**Textauszug**
● ● ● ● ● ● ●
Die meisten kommunalen Stromanbieter in Deutschland müssen keine hohen IT-Sicherheitsstandards vorweisen und sind damit möglicherweise leichter angreifbar für Hacker. Das hat eine Auswertung des ARD-Politikmagazins "Report Mainz" ergeben. Untersucht wurden die kommunalen Stromversorger in den hundert größten Städten Deutschlands. Das Ergebnis zeigt, dass über 90 Prozent der Stromversorger per Verordnung ihre IT-Systeme nicht in besonderem Maße vor Cyberangriffen schützen müssen.
● ● ● ● ● ● ●
**Ausgelesene Einträge**
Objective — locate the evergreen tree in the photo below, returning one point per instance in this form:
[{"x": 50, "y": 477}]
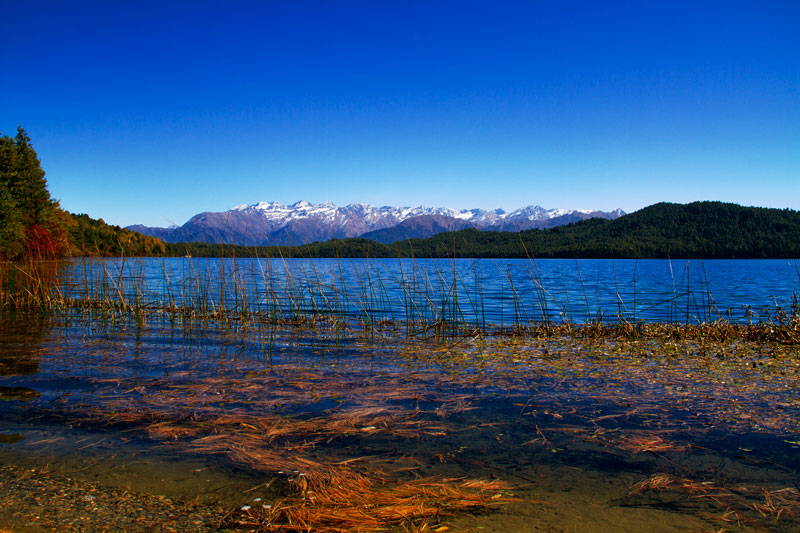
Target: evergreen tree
[{"x": 31, "y": 223}]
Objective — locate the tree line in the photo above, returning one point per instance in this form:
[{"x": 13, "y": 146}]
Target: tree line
[
  {"x": 33, "y": 225},
  {"x": 702, "y": 230}
]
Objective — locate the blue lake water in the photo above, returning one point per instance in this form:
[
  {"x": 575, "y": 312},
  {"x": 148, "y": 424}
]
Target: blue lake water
[{"x": 484, "y": 292}]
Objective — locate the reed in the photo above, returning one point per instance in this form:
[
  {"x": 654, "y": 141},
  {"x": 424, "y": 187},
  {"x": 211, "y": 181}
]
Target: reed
[{"x": 419, "y": 297}]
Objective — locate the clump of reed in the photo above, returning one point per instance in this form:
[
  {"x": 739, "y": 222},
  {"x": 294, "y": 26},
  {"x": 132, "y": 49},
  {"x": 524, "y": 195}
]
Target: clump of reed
[{"x": 420, "y": 299}]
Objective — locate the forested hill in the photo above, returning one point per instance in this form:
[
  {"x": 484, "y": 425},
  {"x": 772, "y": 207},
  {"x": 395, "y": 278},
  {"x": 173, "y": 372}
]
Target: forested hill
[
  {"x": 33, "y": 225},
  {"x": 697, "y": 230}
]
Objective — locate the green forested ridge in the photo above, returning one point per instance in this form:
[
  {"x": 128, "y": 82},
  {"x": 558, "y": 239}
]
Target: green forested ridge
[
  {"x": 710, "y": 230},
  {"x": 95, "y": 238},
  {"x": 696, "y": 230},
  {"x": 33, "y": 225}
]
● ● ● ● ● ● ●
**Die Aufgabe**
Überarbeite im Textauszug den Abschnitt von "Die meisten kommunalen" bis einschließlich "Cyberangriffen schützen müssen.". Schreib ihn neu ab und setz dabei "Hackerangriffen" anstelle von "Cyberangriffen".

**Lösung**
Die meisten kommunalen Stromanbieter in Deutschland müssen keine hohen IT-Sicherheitsstandards vorweisen und sind damit möglicherweise leichter angreifbar für Hacker. Das hat eine Auswertung des ARD-Politikmagazins "Report Mainz" ergeben. Untersucht wurden die kommunalen Stromversorger in den hundert größten Städten Deutschlands. Das Ergebnis zeigt, dass über 90 Prozent der Stromversorger per Verordnung ihre IT-Systeme nicht in besonderem Maße vor Hackerangriffen schützen müssen.